#### What the task asks:
Reproduce exactly the line containing "Place one point per instance of the foliage." and each line after it until the listing ends, leaving pictures out.
^^^^^^^^^^^^^^^^
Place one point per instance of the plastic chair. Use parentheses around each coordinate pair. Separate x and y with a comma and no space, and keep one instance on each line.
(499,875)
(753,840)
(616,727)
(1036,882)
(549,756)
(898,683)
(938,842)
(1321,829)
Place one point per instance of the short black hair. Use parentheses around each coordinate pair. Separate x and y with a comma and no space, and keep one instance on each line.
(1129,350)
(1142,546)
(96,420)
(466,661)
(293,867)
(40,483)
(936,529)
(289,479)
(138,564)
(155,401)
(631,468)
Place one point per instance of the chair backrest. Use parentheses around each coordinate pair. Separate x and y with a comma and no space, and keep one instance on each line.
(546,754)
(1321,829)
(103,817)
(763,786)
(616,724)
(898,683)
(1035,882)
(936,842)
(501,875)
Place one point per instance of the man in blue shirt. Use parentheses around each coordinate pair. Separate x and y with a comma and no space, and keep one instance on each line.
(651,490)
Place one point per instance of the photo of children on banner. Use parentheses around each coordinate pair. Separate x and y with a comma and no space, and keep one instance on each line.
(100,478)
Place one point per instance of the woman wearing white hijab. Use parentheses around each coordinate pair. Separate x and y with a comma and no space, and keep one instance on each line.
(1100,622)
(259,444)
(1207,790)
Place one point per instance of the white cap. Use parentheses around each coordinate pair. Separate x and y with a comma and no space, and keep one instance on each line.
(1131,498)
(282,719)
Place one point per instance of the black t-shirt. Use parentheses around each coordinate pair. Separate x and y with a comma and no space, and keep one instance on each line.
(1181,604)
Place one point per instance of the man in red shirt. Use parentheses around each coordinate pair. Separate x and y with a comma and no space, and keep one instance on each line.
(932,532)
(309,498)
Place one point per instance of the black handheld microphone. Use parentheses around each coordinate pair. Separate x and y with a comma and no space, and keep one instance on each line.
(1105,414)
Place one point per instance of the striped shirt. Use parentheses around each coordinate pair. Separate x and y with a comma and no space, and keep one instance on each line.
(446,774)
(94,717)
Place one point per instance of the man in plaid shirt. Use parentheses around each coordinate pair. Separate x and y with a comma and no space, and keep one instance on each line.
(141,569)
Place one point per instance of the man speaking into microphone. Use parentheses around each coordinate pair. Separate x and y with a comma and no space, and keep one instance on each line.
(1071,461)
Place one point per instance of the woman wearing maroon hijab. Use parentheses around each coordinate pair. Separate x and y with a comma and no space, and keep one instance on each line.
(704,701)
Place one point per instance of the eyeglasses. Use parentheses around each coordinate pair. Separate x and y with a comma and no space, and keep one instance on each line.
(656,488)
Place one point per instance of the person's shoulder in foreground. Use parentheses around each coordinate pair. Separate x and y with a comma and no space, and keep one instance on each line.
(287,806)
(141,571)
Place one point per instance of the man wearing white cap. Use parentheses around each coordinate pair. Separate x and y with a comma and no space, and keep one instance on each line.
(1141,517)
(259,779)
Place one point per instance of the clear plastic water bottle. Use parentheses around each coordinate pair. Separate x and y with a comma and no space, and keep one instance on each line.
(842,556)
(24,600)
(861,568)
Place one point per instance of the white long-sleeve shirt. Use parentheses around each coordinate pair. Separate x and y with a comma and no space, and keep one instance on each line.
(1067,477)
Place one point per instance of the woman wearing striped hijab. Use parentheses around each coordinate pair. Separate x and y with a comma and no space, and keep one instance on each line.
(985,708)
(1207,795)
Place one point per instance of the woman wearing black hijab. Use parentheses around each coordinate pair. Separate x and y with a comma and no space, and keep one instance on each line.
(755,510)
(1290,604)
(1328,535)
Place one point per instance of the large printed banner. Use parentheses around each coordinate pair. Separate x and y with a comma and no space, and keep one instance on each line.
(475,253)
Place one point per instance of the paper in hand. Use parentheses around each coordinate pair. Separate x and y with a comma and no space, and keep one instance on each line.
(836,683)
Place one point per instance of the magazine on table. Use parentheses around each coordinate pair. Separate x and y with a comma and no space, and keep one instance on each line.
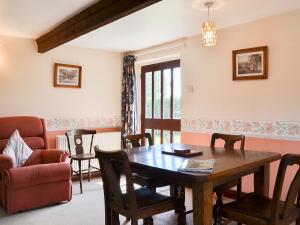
(196,165)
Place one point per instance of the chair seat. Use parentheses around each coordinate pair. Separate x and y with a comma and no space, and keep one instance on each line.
(255,207)
(84,156)
(225,187)
(146,198)
(151,182)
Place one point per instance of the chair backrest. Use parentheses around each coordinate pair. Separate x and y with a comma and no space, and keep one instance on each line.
(77,135)
(137,140)
(31,129)
(229,140)
(113,165)
(294,189)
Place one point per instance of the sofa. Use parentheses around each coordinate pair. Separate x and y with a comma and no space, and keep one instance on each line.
(44,179)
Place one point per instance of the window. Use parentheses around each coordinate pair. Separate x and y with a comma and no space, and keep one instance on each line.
(161,101)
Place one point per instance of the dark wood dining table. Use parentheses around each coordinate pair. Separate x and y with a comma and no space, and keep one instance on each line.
(229,165)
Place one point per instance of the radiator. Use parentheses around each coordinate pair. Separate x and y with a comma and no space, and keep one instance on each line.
(106,141)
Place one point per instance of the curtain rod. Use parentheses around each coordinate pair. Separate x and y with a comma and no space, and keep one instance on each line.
(159,49)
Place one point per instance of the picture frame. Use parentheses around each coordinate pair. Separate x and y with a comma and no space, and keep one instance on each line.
(67,76)
(250,63)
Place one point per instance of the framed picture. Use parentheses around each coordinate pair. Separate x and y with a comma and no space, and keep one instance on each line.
(68,76)
(250,63)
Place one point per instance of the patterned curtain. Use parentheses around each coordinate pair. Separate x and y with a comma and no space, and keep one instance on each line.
(129,97)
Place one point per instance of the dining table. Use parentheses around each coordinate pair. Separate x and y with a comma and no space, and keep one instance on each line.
(229,165)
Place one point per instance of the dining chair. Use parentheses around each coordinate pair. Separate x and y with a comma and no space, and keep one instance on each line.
(80,155)
(139,140)
(230,141)
(255,209)
(142,203)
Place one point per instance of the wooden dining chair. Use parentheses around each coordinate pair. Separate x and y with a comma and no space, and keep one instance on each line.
(80,155)
(255,209)
(139,140)
(141,203)
(230,141)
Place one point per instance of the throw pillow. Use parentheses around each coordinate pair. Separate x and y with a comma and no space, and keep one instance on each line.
(17,149)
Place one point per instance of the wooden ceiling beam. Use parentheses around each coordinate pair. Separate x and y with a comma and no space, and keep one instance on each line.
(97,15)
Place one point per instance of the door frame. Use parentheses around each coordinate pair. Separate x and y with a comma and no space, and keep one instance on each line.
(156,123)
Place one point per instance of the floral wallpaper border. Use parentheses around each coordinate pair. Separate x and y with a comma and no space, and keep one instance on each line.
(56,124)
(264,129)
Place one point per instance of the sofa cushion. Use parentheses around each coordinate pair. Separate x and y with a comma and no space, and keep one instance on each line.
(35,158)
(17,149)
(28,126)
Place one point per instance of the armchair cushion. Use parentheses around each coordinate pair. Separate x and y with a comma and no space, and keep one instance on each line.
(5,163)
(46,156)
(54,156)
(17,149)
(35,158)
(17,178)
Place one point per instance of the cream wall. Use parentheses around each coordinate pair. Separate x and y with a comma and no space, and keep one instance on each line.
(26,83)
(260,108)
(209,70)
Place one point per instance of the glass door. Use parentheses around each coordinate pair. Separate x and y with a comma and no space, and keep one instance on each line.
(161,101)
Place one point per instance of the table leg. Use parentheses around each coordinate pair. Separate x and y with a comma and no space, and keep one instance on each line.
(80,175)
(262,180)
(202,203)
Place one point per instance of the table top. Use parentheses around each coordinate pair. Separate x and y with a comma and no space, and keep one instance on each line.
(227,162)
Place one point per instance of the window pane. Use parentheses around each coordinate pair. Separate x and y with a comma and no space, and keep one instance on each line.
(157,140)
(167,94)
(148,95)
(176,137)
(150,132)
(167,136)
(176,93)
(157,94)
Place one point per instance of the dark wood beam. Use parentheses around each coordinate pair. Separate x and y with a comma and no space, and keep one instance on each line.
(97,15)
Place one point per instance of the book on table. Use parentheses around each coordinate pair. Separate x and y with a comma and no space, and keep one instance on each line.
(197,165)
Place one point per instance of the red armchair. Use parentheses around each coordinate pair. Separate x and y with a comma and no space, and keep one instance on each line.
(45,179)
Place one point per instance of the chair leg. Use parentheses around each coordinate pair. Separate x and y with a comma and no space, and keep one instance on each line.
(89,171)
(148,221)
(134,222)
(174,191)
(115,218)
(177,192)
(219,203)
(80,175)
(181,218)
(239,192)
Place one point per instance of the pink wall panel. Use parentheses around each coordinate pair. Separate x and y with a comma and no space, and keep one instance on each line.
(257,144)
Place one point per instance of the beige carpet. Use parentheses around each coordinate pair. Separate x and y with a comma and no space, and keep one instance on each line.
(85,209)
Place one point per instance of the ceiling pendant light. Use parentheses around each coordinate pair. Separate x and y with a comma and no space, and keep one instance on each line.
(209,29)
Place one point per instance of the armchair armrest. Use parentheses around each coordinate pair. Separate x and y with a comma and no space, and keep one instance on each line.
(5,163)
(54,156)
(37,174)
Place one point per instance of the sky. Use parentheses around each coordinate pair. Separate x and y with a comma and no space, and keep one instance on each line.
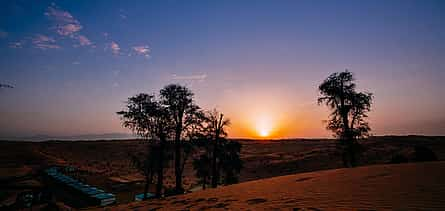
(74,63)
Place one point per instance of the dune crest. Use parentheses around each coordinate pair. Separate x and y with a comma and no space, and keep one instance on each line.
(410,186)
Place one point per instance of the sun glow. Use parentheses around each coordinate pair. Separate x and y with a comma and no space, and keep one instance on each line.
(263,126)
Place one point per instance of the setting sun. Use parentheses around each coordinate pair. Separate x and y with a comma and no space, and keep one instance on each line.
(264,126)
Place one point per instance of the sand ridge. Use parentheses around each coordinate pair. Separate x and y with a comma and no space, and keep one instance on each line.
(413,186)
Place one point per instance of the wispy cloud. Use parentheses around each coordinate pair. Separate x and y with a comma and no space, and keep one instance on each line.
(3,34)
(18,44)
(142,50)
(44,42)
(122,14)
(67,25)
(200,77)
(83,41)
(115,49)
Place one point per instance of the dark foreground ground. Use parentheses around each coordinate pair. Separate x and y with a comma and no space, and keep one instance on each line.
(106,164)
(412,186)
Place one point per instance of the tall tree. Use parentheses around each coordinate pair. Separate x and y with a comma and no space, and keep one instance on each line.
(147,165)
(179,102)
(151,120)
(349,110)
(230,163)
(216,124)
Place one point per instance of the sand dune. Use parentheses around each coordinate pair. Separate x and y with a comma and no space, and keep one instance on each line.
(414,186)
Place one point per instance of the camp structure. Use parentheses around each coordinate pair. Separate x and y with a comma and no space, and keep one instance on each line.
(92,194)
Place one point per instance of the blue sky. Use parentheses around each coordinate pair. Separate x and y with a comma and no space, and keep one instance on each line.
(73,63)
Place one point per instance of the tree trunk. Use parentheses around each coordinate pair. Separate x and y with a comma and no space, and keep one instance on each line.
(214,168)
(178,173)
(160,181)
(147,180)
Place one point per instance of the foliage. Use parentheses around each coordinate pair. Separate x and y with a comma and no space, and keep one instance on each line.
(349,109)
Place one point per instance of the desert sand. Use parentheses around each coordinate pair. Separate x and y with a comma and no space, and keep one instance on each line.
(414,186)
(104,163)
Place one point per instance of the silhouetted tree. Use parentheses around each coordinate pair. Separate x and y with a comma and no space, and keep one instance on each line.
(179,102)
(147,165)
(202,167)
(149,119)
(349,110)
(230,163)
(215,131)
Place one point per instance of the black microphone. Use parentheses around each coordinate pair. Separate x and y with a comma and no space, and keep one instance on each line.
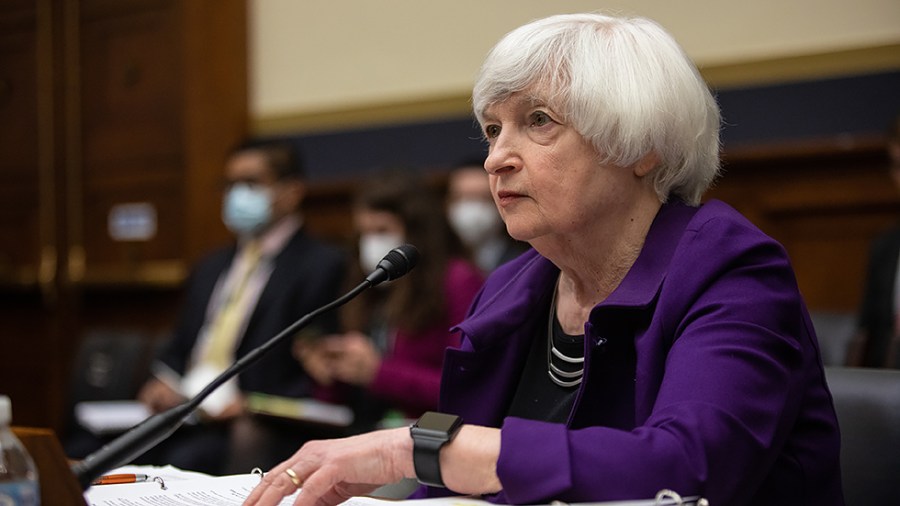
^^^^^^^^^^^^^^^^
#### Output:
Place one point per instance of the foliage. Use parentheses around each coordinate pair. Separate x and y with a comma and no space, and keep one instance on each line.
(349,109)
Place one point per instance of the desert sand. Use parentheses around each coordinate pair. Separate x and y with a comma and no space, and keep one instance on each line.
(414,186)
(104,163)
Place one point per instance of the silhouetted tree. Use parentheses around each coordinate pair. Separate x and y with a comma and no space, and keep one instance on each line.
(179,102)
(147,165)
(202,167)
(149,119)
(349,110)
(230,163)
(215,131)
Place one point per instance of the black microphone. Use parentheses around each coordinate pair. Separate x and y with a comma and no space, and keep one instance on each line.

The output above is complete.